[Data records]
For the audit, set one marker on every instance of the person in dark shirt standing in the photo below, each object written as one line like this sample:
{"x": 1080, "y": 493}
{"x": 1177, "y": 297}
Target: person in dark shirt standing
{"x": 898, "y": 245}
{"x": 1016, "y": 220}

## PROBLEM
Reproduce the data above, swapping every occurrence of "dark shirt" for "black shirt" and leaving everything else as it is.

## COMPLETE RESPONSE
For the audit, set one marker on every instance of the person in black shirt standing in the photo below, each object written as one line like this sample:
{"x": 1080, "y": 493}
{"x": 1177, "y": 297}
Target: person in black shirt standing
{"x": 898, "y": 245}
{"x": 1016, "y": 220}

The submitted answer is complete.